___ SELECTED TEXT ___
[mpich-discuss] Fatal error in MPI_Barrier
Antonio José Gallardo Díaz
ajcampa at hotmail.com
Tue Feb 3 04:12:10 CST 2009
When i put the command "mpd &" in the master node, i receive this:
[1] 8198
mpi at wireless:~$ wireless_57956 (mpd_sockpair 226): connect -5 No address associated with hostname
wireless_57956 (mpd_sockpair 233): connect error with -5 No address associated with hostname
..... and continues thinking ....
From: ajcampa at hotmail.com
To: mpich-discuss at mcs.anl.gov
Date: Tue, 3 Feb 2009 10:49:29 +0100
Subject: Re: [mpich-discuss] Fatal error in MPI_Barrier
In first place thanks for your help.
I have in the archive:
/etc/mpd.conf:
/*************************************************************************************/
#! /bin/sh
#
# This file contains configuration information for mpicc. This is
# essentially just the variable-initialization part of mpicc.
# --------------------------------------------------------------------------
# Set the default values of all variables.
#
# Directory locations: Fixed for any MPI implementation.
# Set from the directory arguments to configure (e.g., --prefix=/usr/local)
prefix=/usr/local
exec_prefix=${prefix}
sysconfdir=${prefix}/etc
includedir=${prefix}/include
libdir=${exec_prefix}/lib
#
# Default settings for compiler, flags, and libraries.
# Determined by a combination of environment variables and tests within
# configure (e.g., determining whehter -lsocket is needee)
CC="gcc"
WRAPPER_CFLAGS=""
WRAPPER_LDFLAGS=" "
MPILIBNAME="mpich"
PMPILIBNAME="pmpich"
MPI_OTHERLIBS="-lpthread -lrt "
NEEDSPLIB="no"
# MPIVERSION is the version of the MPICH2 library that mpicc is intended for
MPIVERSION="1.0.8"
___ DATASET CONTENT ___
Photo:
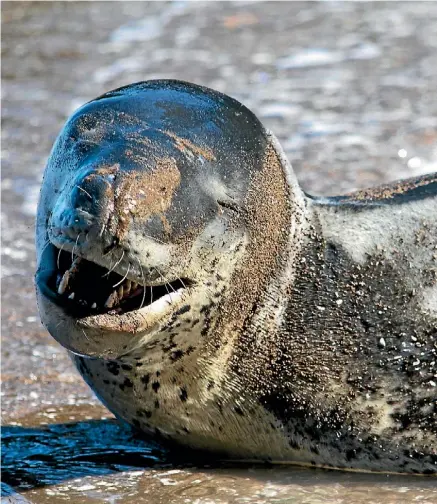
___
- _WHAT TO WORK ON_:
1. In the MPI_Barrier post, turn the block that starts "Directory locations: Fixed for any MPI implementation" into a short list that keeps its main facts.
2. Print everything in the MPI_Barrier post from "# Set from the" down to "flags, and libraries.", without changing a character.

- _SET OF ANSWERS_:
1.
- Directory locations are fixed for any MPI implementation and come from the directory arguments given to configure (e.g., --prefix=/usr/local).
- prefix: /usr/local
- exec_prefix: ${prefix}
- sysconfdir: ${prefix}/etc
- includedir: ${prefix}/include
- libdir: ${exec_prefix}/lib

2.
# Set from the directory arguments to configure (e.g., --prefix=/usr/local)
prefix=/usr/local
exec_prefix=${prefix}
sysconfdir=${prefix}/etc
includedir=${prefix}/include
libdir=${exec_prefix}/lib
#
# Default settings for compiler, flags, and libraries.